Saiba que, quando deixar o hospital, receberei roupa nova e cinco moedas de ouro, o que permitirá que eu não volte a trabalhar
tão cedo. Mas você deve se apressar caso ainda queira me encontrar. Estou no serviço de ortopedia, ao lado da sala de operação.
Para me achar, após atravessar o
portão principal, pegue a galeria
sul. Fica aí a policlínica para onde me levaram depois que eu caí.
Os doentes são examinados nesse
local, quando chegam, pelos médicos assistentes e pelos estudantes. Aos que não precisam ser hospitalizados, é entregue uma receita preparada ao lado, na farmácia do hospital. Assim que o exame terminou, registraram-me e
fui levado ao médico-chefe. Depois disso, um enfermeiro me
transportou para a seção dos homens, me fez tomar um banho e
me deu uma roupa limpa. Então
você deve virar a esquerda junto à
biblioteca e ao grande anfiteatro
onde o médico-chefe ministra
seus cursos... Se ouvir música ou
cantos através da divisória, adentre a sala. É possível que eu esteja
na sala de estar reservada aos
convalescentes, onde a gente se
diverte com música e livros. Esta
manhã o médico-chefe veio, como
de costume, fazer sua turnê,
acompanhado de seus assistentes
e de seus enfermeiros. Depois de
me examinar, deu uma ordem ao
médico responsável por mim. Este
me informou que eu poderia me
levantar no dia seguinte e que em
breve sairia do hospital. Mas saiba que eu não tenho a mínima
vontade de ir embora. Tudo aqui
é tão claro e tão limpo!"
PAULO DANIEL FARAH
DA REDAÇÃO
Essa carta foi escrita há
cerca de mil anos. As instalações descritas não se
encontram em muitos
dos hospitais atuais. No século 10,
a cidade de Córdoba, na Península Ibérica, possuía 50 estabelecimentos hospitalares. Ao contrário dos hospitais europeus, onde
era oferecido conforto religioso
mais que tratamento médico, os
do mundo islâmico eram vistos
como um lugar em que os doentes
podiam talvez ser curados.
Escolas de medicina e bibliotecas se ligavam aos hospitais. Os
alunos aplicavam o que tinham
aprendido na sala de aula no atendimento aos doentes, na ala masculina ou na feminina. No século
11, já havia clínicas móveis, que levavam assistência médica aos que
moravam longe ou estavam enfermos demais para ir ao hospital.
No mesmo período, o Cânone
(Qanun) de Abu Ali al Hussain
Ibn Sina (Avicena) trouxe descrições de doenças e tratamentos. A
obra do médico, filósofo, astrônomo, físico, músico e poeta foi usada nas escolas de medicina durante mais de 700 anos.
=-=-=
▸ TAREFA PROPOSTA 1
Responda com base no trecho sobre os hospitais islâmicos:
(a) O que quem escreve a carta receberá ao deixar o hospital?
(b) Quantos estabelecimentos hospitalares a cidade de Córdoba possuía no século 10?
(c) Por quanto tempo a obra de Avicena foi usada nas escolas de medicina?
▸ TAREFA PROPOSTA 2
Dê sequência ao trecho sobre os hospitais islâmicos logo após a última frase.
As linhas seguintes não têm relação com o trecho sobre os hospitais islâmicos.

▸ DADOS A SEGUIR
=-=-=
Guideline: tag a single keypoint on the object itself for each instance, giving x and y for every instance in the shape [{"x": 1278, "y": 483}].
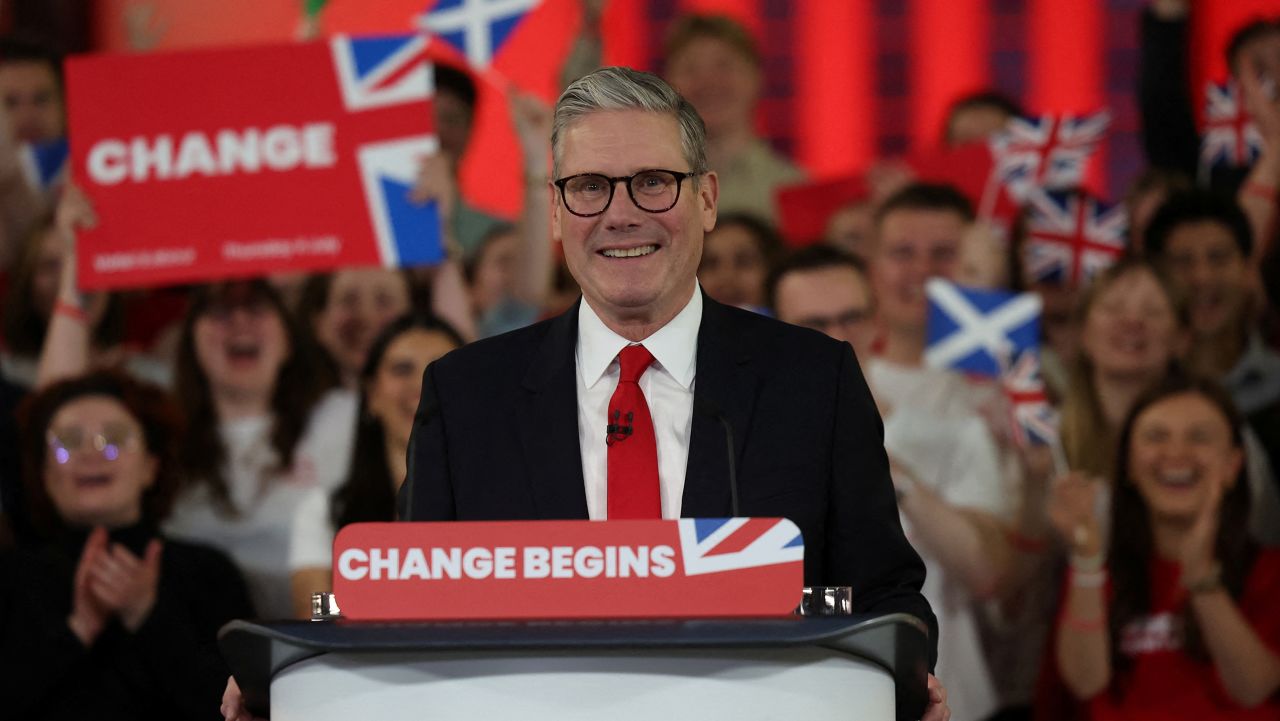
=-=-=
▸ RESULTADO DA TAREFA 1
(a) Roupa nova e cinco moedas de ouro.
(b) 50 estabelecimentos hospitalares.
(c) Durante mais de 700 anos.

▸ RESULTADO DA TAREFA 2
O uso da anestesia em cirurgias
foi observado nessa época, assim
como o estudo da ótica. A ciência
da visão combinava conhecimentos de disciplinas muito diferentes: a anatomia do olho e do sistema nervoso óptico foi descrita na
literatura médica; a psicologia da
percepção era uma questão de filosofia; a natureza da luz era abordada pela física propriamente dita. O tratado de Ibn al Haytham
-"A Ótica"- foi traduzido para
o latim e exerceu grande impacto
sobre a ciência européia.
Um dos primeiros tratados farmacológicos foi feito em 760, por
Jabir ibn Hayyan, considerado o
pai da alquimia árabe. A farmacopéia era extensa e incluía a descrição da origem geográfica, das
propriedades físicas e dos métodos de aplicação do que pudesse
ser útil ao tratamento. Os farmacêuticos muçulmanos introduziram vários medicamentos na prática clínica, como a cânfora, o sândalo, a mirra, o mercúrio e outros.
No início do século 9º, as primeiras farmácias particulares foram abertas em Bagdá -os preparados eram disponibilizados
sob várias formas: pomadas, pílulas, elixires, tinturas, supositórios
e inalantes. Na cidade iraquiana,
que foi um grande centro civilizatório ao lado de Damasco e Cairo,
Ibn Barmak inaugurou o primeiro hospital particular em 803.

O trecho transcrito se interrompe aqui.